→ Exercise directions
Before the lines, write out verbatim the stretch of the dodeca architecture page from "Host + Processors" through "typed protocol crates.".

[Document passage — start]

How It Works

This page gives a high-level view of dodeca's architecture for the curious.

Host + Processors

dodeca runs as one ddc process. Its build pipeline is split into focused processor crates for image processing, markdown rendering, SASS compilation, template rendering, font subsetting, search indexing, and similar work.

These crates still live under cells/cell-* paths for history and ownership, but production dispatch is in-process: crates/dodeca/src/cells.rs calls the processor implementations directly through typed protocol crates.

graph TD
    Host[ddc binary] --> Facade[cells.rs facade]
    Facade --> img[cell-image library]
    Facade --> md[cell-markdown library]
    Facade --> tpl[cell-gingembre library]
    Facade --> sass[cell-sass library]
    Facade --> font[cell-fonts library]
    Facade --> etc[...]

Vox is still used for browser DevTools and editor communication, but not for host-to-processor dispatch.

Incremental computation

dodeca uses picante — an async incremental query system similar to Salsa. Every transformation is a tracked query:

  • Parse markdown → query
  • Render template → query
  • Process image → query
  • Subset font → query

Queries track their dependencies automatically. When a file changes, picante invalidates only the affected queries and re-runs them. Everything else is served from cache.

The query cache persists across restarts, so even a cold start benefits from previous work.

Content-addressable storage

Large outputs (processed images, subsetted fonts) are stored in a content-addressable blob store (.cache/blobs/). Files are keyed by content hash — if two pages use the same image, it's processed once.

Live reload

During ddc serve, dodeca diffs the old and new HTML using hotmeal and sends DOM patches to the browser via a small injected script. Only the changed parts of the page update — no full-page reload, no scroll position reset.

[Document passage — finish]
[Data under study — start]

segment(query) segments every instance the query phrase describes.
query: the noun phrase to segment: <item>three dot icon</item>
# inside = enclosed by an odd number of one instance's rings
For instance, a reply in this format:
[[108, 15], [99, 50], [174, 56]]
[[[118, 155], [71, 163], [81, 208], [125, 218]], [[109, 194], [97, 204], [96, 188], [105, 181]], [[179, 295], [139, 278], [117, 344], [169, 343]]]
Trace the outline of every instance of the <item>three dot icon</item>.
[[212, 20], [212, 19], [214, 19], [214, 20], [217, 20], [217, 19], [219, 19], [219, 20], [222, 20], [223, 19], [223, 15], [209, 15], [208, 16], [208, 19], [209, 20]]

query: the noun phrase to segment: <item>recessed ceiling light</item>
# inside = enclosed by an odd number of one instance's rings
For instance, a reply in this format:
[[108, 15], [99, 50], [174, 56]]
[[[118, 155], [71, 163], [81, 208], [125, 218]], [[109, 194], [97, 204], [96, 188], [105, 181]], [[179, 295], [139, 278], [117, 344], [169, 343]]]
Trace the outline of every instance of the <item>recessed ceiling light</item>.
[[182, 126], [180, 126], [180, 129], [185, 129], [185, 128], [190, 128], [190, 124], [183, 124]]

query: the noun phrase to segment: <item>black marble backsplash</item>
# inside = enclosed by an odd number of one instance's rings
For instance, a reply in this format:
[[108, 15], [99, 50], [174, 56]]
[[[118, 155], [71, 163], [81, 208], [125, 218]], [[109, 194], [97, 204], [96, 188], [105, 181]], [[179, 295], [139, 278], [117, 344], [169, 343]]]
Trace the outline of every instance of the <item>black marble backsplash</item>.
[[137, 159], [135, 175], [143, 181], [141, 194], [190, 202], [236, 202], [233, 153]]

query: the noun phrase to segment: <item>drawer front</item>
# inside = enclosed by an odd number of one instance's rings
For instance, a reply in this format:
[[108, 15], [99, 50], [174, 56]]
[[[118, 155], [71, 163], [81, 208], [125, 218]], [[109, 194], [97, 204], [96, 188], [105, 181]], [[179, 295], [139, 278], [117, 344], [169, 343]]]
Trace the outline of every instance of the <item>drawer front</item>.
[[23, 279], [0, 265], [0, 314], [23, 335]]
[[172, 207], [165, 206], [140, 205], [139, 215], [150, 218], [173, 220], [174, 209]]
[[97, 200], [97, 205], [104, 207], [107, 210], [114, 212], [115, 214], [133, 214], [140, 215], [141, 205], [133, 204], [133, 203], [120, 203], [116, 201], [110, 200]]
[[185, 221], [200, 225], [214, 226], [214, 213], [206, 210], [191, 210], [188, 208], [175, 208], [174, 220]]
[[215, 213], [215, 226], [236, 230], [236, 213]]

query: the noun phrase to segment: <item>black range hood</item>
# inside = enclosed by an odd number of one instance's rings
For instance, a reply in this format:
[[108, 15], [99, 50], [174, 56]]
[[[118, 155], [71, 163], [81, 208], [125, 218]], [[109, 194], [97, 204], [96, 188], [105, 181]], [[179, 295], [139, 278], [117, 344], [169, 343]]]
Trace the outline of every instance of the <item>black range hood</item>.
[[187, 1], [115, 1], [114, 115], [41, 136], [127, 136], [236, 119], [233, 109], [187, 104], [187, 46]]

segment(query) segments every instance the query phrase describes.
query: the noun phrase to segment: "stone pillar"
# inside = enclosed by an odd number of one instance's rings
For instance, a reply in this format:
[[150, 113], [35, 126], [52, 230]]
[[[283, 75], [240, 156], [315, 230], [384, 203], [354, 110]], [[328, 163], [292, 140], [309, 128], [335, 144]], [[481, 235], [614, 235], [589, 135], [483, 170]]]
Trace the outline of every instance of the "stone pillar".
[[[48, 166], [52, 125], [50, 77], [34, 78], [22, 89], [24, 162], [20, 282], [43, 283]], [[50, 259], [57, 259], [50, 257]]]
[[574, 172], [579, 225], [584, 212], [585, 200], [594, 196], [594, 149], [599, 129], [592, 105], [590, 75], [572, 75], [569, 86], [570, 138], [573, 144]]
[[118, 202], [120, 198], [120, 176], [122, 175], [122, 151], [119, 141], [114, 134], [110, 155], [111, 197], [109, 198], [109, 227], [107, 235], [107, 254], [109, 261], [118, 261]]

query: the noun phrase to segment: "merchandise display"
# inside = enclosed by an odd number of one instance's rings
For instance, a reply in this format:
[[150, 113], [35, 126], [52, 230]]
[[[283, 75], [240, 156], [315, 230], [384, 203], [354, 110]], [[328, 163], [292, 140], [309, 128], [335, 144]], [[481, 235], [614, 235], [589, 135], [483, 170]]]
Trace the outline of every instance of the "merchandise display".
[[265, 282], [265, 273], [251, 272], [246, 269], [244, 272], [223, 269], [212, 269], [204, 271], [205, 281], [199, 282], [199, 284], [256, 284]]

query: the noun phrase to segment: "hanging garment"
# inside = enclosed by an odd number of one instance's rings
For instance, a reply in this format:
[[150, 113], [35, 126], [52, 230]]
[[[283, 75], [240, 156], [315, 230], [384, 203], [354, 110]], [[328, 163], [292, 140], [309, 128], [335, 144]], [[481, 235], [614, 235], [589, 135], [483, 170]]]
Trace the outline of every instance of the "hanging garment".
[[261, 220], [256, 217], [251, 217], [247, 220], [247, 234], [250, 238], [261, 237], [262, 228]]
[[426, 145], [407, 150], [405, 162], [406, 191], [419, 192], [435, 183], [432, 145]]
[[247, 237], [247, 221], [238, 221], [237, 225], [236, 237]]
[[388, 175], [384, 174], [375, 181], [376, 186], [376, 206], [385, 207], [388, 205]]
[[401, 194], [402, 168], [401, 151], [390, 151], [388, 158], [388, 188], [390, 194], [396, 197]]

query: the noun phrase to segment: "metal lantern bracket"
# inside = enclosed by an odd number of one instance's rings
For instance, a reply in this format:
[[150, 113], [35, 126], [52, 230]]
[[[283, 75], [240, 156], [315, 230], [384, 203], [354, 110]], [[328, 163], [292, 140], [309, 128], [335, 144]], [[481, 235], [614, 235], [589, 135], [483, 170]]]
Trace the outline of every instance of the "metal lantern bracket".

[Data under study — finish]

→ Finished exercise
Host + Processors

dodeca runs as one ddc process. Its build pipeline is split into focused processor crates for image processing, markdown rendering, SASS compilation, template rendering, font subsetting, search indexing, and similar work.

These crates still live under cells/cell-* paths for history and ownership, but production dispatch is in-process: crates/dodeca/src/cells.rs calls the processor implementations directly through typed protocol crates.